===== Text for analysis

Thank you, @China_Guy.

I would agree with this. It becomes coercion when the parents send the child to military school “to make a man out of her,” for example.

It’s simply out of love, and wanting the best outcome for your child. Each individual is different, and therefore should be up to that individual and their family if a minor. Not a place for government mandating there are only two sexes, and sentencing individuals to suffer when there are solutions.

When my son came out as trans (“good news and bad news Dad, you’ve gained a son and lost a daughter”), my immediate reaction was “you’re my child, I love you, with you on the journey, big hug”. I confess I cringed inside simply based on a small inkling of the difficulties ahead, but no regrets fully supporting his journey. It’s the right thing to do, and the only thing a caring parent should do.

I think “nonconsensual” is a reasonable neutral term here. It’s true that the baby is being forcibly subjected to legal and medical procedures that he/she didn’t consent to, but it’s also true that there’s no realistic scenario in which meaningful consent on the baby’s part would have been possible for any procedure. So the term “nonconsensual” implies merely that consent wasn’t present, not that active coercion was used to overcome conscious resistance.

“Nonconsensual” would be more precise.

That statement was about people who try to raise a child in the gender that they are not. Yeah, there are people who do it, thankfully not very many although I do know someone personally who I believe is doing this. Further details could identify them, so I won’t say any more.

I have a cousin who is AMAB and he changed his birth name some years ago, to Richard because he didn’t like his original name. My uncle died recently, and my mother still refuses to refer to him as Richard. I told her, “I’d be more concerned if he wanted to call himself Richelle, and if he wants to do that, all we could do is be supportive.” He’s about 50 years old, not a confused hormonal adolescent, and TBH I believe he is on the autism spectrum, FWIW.

That’s horrible and your son is lucky to have a supportive dad like you.

Sure, but I’d say that’s inherent in the word “assigned.” Such a word would be unnecessary if it was chosen. That seems to be why that is by far the preferred word and AMAB/AFAB the preferred terms.

I have not seen CAMAB/CAFAB before. Looking it up, it seems that this term is used for intersex individuals who underwent surgical alteration to fit into the gender binary.

==========
===== Available data

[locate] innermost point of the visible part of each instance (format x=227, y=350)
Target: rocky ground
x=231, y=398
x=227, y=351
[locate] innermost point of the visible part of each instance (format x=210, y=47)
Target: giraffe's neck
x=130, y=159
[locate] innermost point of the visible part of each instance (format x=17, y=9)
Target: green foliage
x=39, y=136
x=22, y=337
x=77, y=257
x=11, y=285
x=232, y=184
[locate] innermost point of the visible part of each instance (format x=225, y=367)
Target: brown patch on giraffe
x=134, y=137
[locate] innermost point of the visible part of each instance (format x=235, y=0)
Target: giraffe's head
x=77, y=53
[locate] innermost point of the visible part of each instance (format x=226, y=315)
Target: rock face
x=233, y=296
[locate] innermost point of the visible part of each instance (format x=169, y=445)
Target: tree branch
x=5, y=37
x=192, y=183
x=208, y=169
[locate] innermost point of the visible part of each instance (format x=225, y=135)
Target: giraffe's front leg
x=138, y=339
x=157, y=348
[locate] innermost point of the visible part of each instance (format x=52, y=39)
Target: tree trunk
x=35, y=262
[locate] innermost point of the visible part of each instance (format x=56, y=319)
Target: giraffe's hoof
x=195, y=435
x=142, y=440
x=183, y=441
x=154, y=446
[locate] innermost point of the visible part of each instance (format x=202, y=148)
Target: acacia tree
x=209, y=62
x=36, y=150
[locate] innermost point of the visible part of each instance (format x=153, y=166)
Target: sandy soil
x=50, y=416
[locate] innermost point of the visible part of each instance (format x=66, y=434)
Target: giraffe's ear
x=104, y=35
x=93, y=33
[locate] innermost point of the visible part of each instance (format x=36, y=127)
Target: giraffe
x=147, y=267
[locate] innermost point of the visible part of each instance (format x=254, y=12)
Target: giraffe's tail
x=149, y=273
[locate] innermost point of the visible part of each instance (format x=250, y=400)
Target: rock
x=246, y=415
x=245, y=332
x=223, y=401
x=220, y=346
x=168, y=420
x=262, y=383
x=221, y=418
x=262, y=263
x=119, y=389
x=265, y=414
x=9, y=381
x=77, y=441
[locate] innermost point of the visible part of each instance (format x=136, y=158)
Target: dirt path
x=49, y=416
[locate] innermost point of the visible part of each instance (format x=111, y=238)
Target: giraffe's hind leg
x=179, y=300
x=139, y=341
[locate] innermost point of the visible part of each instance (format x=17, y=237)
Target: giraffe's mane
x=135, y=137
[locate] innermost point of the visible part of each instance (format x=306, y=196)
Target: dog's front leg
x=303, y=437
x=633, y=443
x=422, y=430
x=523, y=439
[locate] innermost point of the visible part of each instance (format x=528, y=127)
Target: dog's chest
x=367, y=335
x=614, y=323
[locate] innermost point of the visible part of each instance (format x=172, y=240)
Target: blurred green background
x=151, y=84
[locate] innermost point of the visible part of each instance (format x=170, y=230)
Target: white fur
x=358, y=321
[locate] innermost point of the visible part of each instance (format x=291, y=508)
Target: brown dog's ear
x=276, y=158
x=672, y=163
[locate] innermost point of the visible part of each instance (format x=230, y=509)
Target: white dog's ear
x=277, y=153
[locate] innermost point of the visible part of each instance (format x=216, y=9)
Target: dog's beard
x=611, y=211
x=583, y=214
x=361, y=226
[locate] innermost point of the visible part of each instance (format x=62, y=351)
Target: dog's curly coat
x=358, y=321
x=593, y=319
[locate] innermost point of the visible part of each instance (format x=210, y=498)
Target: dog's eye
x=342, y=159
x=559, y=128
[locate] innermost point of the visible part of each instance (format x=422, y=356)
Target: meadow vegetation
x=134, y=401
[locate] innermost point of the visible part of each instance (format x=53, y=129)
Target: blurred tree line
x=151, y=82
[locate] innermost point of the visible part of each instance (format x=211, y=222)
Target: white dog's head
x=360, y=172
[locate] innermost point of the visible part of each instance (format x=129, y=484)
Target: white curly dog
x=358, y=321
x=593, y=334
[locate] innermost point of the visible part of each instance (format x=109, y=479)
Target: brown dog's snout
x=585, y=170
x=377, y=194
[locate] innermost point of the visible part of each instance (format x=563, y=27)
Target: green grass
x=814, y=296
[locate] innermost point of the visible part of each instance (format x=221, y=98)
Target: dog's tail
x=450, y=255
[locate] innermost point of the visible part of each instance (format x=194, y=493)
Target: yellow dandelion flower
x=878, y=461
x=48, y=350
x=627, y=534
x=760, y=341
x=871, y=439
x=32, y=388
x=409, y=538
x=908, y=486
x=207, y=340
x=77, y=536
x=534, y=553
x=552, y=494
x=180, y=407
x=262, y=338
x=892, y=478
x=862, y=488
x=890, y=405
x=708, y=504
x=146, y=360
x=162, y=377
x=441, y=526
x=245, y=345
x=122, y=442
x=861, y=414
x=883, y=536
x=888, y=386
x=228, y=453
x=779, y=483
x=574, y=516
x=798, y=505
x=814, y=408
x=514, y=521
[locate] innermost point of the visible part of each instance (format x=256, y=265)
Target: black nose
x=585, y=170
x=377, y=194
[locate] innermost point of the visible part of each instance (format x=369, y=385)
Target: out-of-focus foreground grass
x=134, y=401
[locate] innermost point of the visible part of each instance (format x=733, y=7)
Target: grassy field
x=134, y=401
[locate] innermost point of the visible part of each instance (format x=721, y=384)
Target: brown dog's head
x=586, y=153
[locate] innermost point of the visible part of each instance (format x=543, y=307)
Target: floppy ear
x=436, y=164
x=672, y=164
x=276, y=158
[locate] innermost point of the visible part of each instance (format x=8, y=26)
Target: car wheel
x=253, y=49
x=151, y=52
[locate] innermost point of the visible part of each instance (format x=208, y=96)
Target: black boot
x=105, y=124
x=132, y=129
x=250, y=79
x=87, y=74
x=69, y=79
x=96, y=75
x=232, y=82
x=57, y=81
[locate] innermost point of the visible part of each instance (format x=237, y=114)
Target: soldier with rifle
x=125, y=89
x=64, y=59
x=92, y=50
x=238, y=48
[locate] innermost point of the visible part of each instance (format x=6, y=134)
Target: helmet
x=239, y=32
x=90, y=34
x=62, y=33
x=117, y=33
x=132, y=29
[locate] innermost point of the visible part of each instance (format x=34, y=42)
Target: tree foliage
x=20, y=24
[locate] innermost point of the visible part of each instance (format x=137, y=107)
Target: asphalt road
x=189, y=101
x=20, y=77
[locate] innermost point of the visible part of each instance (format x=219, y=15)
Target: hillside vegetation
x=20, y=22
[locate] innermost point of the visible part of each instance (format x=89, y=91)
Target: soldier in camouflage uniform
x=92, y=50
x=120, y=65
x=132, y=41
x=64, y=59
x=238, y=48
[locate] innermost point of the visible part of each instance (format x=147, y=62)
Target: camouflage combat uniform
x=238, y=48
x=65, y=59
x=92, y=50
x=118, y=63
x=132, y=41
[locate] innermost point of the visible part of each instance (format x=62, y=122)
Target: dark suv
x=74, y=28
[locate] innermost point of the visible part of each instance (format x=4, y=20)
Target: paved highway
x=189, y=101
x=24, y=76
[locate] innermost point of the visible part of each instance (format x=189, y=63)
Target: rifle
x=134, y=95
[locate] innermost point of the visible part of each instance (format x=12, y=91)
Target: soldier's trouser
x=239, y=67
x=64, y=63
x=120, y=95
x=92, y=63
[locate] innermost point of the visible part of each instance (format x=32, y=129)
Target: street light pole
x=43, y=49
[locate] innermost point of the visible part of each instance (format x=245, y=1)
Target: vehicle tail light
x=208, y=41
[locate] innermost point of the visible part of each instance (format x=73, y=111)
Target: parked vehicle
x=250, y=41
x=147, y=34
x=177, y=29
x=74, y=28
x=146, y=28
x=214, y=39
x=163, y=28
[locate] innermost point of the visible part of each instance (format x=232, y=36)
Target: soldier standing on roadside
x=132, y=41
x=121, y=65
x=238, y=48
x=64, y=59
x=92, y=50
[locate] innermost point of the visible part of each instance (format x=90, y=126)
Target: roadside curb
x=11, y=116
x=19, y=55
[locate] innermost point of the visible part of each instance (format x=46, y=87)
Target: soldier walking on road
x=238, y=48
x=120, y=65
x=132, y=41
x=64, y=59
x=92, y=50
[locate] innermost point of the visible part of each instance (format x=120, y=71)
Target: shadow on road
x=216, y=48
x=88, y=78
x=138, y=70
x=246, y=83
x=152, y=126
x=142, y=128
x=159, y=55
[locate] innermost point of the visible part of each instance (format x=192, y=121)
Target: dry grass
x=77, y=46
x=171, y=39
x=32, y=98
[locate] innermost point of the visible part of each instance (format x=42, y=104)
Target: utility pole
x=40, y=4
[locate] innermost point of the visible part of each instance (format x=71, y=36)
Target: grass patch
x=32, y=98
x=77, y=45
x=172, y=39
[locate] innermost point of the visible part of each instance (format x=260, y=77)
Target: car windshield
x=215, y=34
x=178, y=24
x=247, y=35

==========

*Work request 1*
Retype the stretch from "That statement was" through "dad like you." in the forum thread on gender terms, keeping every word and mark the same.
*Work request 2*
Which all-capital abbreviations appear in the forum thread on gender terms? Count each one only once.
*Work request 3*
Carry on the forum thread on gender terms from its last post.

*Answer section 1*
That statement was about people who try to raise a child in the gender that they are not. Yeah, there are people who do it, thankfully not very many although I do know someone personally who I believe is doing this. Further details could identify them, so I won’t say any more.

I have a cousin who is AMAB and he changed his birth name some years ago, to Richard because he didn’t like his original name. My uncle died recently, and my mother still refuses to refer to him as Richard. I told her, “I’d be more concerned if he wanted to call himself Richelle, and if he wants to do that, all we could do is be supportive.” He’s about 50 years old, not a confused hormonal adolescent, and TBH I believe he is on the autism spectrum, FWIW.

That’s horrible and your son is lucky to have a supportive dad like you.

*Answer section 2*
AMAB, TBH, FWIW, AFAB, CAMAB, CAFAB

*Answer section 3*
In that context, I can see a much better argument for coercive fitting. The parents or doctors* weren’t just mistaken, as in @Maus_Magill argument, but made alterations to encourage enforcement into the gender binary.

*it has been known to be done without parental permission, or with the doctor picking the sex and telling the parents that it’s just a defect, rather than being intersex.

Yes, ISTM it would be understood someone other than yourself did the assigning.

OK, sure. “Nonconsensual” is the calm, reasoned, just-the-facts-ma’am version. The first time I saw “coercively,” I didn’t analyze it; it immediately appealed to me as an in-your-face à la Act Up confrontational way to say it, a bit of emotional catharsis there, considering the sometimes violent coercion applied in my childhood. Male gender was literally pounded into me physically.

The other problem with the term “biological male” (or “biological female”) is that psychology is part of biology. At most, you could say that some aspects of a person’s biology are male.

As for medical relevance, it depends on why it’s medically relevant. If it’s medically relevant whether someone has XY chromosomes, or what their natural levels are of various hormones, then the appropriate thing to do is for the hospital to test for those things. Because most of us don’t actually know what our chromosomes or hormone levels are. Sure, most of us can make educated guesses, that are over 90% likely to be correct, but we don’t actually know until and unless there’s some reason to run the tests.

apologies. I said @Maus_Magill, when I meant @We_re_wolves_not_werewolves.